The first shoots of a similar “green” instrument in the Islamic finance sector emerged not too long ago. In 2017, renewable energy group Tadau Energy issued the first “green” sukuk, raising US$59m to finance a solar power plant in Malaysia, the birthplace of conventional sukuk in the 1990s. Indonesia issued sovereign green sukuk worth US$1.25bn in 2018 and US$750m in 2019 to fund environment-related projects.
There is activity in the Arabian Gulf countries as well. In 2019 Majid Al Futtaim, a UAE-based retail company, raised US$600m with the region’s first corporate green sukuk. This was followed by a €1bn (US$1.12bn) green sukuk by Saudi-based Islamic Development Bank to finance renewable energy, green transportation and pollution control in its member countries.

--------------------------------

## EXPLORE THE MATERIAL
1. Decide whether each statement agrees with the passage on green sukuk, answering yes or no and quoting the deciding words of the passage exactly. (a) The green sukuk issued by Tadau Energy in 2017 raised US$59m. (b) Indonesia issued sovereign green sukuk only in 2019. (c) Majid Al Futtaim is a Saudi-based retail company.
2. Please write out everything in the passage on green sukuk from "There is activity" down to "its member countries.", keeping every word and mark unchanged.
3. Carry the passage on green sukuk forward, beginning after its final sentence.

## RAW DATA
--------------------------------

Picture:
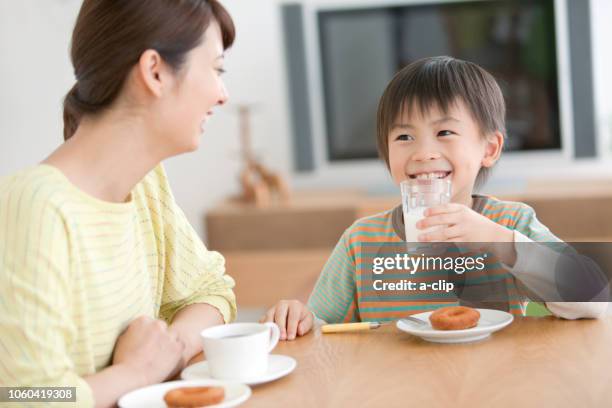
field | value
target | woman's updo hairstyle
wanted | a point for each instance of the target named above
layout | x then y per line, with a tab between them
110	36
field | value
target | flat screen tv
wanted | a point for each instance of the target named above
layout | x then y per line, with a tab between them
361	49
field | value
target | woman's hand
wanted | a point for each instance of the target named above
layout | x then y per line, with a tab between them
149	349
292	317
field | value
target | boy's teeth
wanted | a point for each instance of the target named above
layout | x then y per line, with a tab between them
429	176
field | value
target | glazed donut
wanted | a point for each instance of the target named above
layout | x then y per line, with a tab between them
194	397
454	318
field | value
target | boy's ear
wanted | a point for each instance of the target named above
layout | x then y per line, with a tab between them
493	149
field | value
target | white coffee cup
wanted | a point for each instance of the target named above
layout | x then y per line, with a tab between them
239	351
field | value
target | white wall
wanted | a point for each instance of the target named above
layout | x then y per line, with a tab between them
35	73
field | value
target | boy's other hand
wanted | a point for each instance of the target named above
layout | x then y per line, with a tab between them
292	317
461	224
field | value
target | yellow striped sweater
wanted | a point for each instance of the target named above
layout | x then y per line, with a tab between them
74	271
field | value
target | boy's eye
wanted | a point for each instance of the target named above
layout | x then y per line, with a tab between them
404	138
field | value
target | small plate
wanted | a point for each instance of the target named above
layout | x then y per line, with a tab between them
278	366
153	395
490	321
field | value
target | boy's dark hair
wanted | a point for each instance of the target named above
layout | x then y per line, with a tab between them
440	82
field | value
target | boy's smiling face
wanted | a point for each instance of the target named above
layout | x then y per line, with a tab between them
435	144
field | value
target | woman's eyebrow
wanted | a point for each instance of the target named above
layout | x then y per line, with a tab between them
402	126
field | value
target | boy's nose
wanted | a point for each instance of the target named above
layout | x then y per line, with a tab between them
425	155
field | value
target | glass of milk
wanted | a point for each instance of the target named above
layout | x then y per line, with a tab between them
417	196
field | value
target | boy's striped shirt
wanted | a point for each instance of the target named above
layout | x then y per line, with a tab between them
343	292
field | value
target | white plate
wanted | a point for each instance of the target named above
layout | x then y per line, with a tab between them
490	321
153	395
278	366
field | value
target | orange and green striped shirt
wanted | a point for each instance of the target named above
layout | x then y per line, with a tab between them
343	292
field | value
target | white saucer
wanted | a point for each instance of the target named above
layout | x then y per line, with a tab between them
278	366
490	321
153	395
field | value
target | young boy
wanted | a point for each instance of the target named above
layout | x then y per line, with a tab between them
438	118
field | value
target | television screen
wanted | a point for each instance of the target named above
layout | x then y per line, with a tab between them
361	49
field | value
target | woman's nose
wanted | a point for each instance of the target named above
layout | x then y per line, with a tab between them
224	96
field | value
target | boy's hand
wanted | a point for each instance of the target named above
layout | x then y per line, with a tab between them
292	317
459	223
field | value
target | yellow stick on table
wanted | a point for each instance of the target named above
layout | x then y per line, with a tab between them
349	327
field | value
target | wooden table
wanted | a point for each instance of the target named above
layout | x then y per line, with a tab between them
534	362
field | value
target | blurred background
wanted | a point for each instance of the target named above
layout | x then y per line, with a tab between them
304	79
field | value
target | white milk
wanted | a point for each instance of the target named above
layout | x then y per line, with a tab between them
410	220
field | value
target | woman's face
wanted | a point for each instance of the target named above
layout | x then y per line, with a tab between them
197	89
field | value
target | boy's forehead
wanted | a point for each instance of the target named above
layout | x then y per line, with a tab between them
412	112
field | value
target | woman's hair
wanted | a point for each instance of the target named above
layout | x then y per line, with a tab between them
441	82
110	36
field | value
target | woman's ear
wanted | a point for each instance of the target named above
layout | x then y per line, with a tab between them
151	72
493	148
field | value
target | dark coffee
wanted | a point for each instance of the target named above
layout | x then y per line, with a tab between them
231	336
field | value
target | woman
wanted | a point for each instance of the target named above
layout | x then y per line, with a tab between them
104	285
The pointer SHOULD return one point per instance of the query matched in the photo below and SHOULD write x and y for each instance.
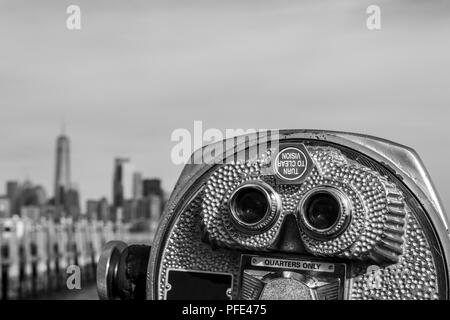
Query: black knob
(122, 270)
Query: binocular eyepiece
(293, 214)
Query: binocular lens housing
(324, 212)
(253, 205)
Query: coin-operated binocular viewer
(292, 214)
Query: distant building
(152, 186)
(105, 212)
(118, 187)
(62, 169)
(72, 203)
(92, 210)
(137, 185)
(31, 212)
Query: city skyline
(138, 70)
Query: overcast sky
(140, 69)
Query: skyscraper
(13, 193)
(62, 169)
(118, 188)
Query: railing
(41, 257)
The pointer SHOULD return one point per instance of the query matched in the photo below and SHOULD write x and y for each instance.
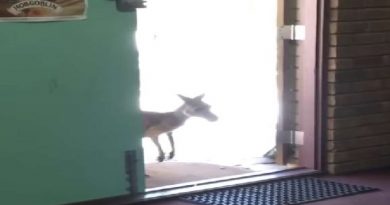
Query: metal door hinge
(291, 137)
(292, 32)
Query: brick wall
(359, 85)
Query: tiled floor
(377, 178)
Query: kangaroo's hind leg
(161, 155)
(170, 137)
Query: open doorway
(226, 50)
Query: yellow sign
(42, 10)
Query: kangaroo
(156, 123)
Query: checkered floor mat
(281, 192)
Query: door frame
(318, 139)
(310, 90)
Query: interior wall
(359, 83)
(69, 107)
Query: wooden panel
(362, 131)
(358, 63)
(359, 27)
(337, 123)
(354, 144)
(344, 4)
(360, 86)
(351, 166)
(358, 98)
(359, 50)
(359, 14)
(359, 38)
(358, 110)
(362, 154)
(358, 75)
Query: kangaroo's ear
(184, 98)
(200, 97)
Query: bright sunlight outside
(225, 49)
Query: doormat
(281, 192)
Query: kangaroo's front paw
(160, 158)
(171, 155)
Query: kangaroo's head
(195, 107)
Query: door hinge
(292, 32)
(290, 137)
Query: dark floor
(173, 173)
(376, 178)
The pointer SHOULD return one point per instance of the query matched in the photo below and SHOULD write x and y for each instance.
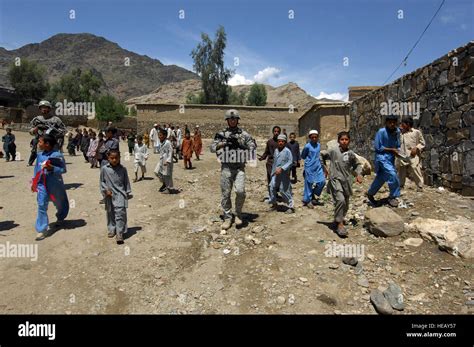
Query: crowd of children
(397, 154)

--------------------------------

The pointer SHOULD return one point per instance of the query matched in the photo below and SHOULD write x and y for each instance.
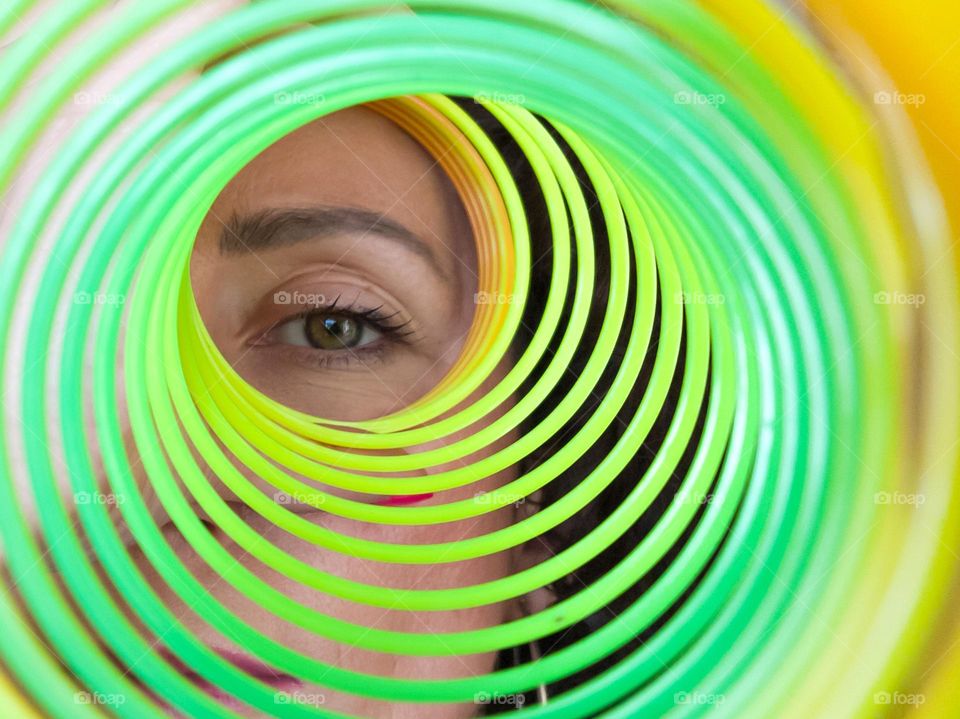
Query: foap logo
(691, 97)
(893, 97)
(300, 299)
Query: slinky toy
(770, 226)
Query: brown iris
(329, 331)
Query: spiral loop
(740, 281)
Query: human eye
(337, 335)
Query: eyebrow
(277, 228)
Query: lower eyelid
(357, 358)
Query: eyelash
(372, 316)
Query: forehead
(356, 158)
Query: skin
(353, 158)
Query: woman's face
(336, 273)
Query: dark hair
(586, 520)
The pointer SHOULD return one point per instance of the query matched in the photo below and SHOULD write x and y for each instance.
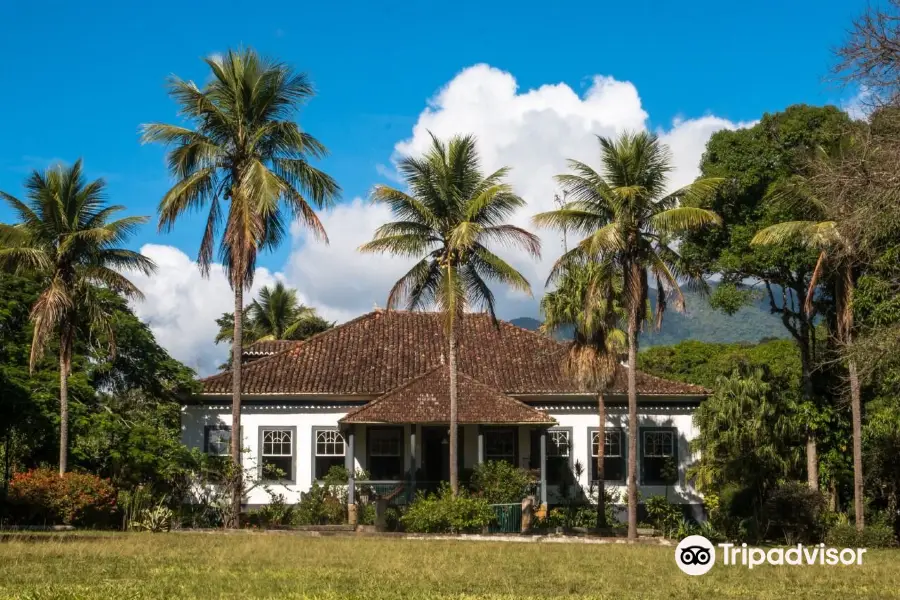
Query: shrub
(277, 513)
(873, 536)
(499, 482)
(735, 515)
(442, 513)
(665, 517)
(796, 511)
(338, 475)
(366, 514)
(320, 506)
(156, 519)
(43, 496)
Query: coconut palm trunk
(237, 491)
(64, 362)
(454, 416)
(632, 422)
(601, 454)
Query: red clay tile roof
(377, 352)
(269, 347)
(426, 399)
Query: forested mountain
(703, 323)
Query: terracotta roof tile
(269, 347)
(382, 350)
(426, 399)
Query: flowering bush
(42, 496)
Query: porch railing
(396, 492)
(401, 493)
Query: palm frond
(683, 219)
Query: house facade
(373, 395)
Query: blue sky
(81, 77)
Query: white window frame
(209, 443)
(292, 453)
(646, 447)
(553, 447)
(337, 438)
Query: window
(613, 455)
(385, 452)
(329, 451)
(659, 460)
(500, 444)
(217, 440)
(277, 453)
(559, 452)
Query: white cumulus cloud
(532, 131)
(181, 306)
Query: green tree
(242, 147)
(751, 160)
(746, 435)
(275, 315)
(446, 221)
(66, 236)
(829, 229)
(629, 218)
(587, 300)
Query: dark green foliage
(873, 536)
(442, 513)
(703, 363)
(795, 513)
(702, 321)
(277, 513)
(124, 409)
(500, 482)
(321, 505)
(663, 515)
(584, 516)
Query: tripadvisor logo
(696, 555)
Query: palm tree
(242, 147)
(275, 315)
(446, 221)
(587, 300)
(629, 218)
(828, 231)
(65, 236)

--------------------------------

## EXPECTED RESPONSES
1.
(a) Yes: "raising US$59m to finance a solar power plant in Malaysia"
(b) No: "Indonesia issued sovereign green sukuk worth US$1.25bn in 2018 and US$750m in 2019"
(c) No: "Majid Al Futtaim, a UAE-based retail company"

2.
There is activity in the Arabian Gulf countries as well. In 2019 Majid Al Futtaim, a UAE-based retail company, raised US$600m with the region’s first corporate green sukuk. This was followed by a €1bn (US$1.12bn) green sukuk by Saudi-based Islamic Development Bank to finance renewable energy, green transportation and pollution control in its member countries.

3.
Figure 1: Sukuk defined Conventional sukuk A financial certificate similar to a bond that compiles with sharia law. Proceeds are used to purchase an asset, which the investor partially owns. Investors receive a share of the profit generated by the asset instead of interest payments. The issuer promises to buy back the instrument at a future date at par value. Green sukuk A sukuk to finance renewable energy or other environmental assets. Sovereign green sukuk A green sukuk issued by a government entity. Corporate green sukuk A green sukuk issued by a private-sector organisation. Sources: Investopedia; Climate Bonds Initiative
A suitable match
Compared to conventional sukuk, the market for green sukuk is tiny. Conventional sukuk issuance totalled US$162bn in 2019, while the total outstanding debt for green sukuk amounts to only US$7.9bn, according to Mr Kidney. Yet some view it as a natural solution for low-carbon investment. Islamic finance is based on assumptions of fairness and social responsibility, and—while it has not always been observed—environmental stewardship is intrinsic to sharia principles.
“The fundamentals of Islamic finance share a lot with sustainable finance in terms of custodianship of the earth and responsible and ethical financing,” notes Michael Grifferty, president of the Gulf Bond and Sukuk Association.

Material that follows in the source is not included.